BEGIN
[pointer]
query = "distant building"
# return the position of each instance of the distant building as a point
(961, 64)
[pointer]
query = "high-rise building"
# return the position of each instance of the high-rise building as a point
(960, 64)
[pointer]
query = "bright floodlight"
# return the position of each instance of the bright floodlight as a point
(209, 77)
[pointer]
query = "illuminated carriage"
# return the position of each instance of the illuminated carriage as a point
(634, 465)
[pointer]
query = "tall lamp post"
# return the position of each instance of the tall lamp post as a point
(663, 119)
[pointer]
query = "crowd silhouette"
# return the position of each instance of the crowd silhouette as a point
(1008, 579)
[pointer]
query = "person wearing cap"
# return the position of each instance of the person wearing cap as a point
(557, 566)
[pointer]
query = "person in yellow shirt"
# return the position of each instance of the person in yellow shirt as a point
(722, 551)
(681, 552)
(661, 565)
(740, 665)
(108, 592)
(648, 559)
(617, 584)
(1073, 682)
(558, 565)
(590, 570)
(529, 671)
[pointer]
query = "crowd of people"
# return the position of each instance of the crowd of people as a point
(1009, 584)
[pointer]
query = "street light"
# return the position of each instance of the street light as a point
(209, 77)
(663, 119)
END
From the material above, copy out every line bearing the string "query".

**EXPECTED ANSWER**
query = "distant building"
query = "high-rise building"
query = "bright floodlight"
query = "illuminated carriage"
query = "tall lamp post"
query = "crowd silhouette"
query = "person wearing cap"
query = "person in yellow shirt"
query = "crowd of people"
query = "street light"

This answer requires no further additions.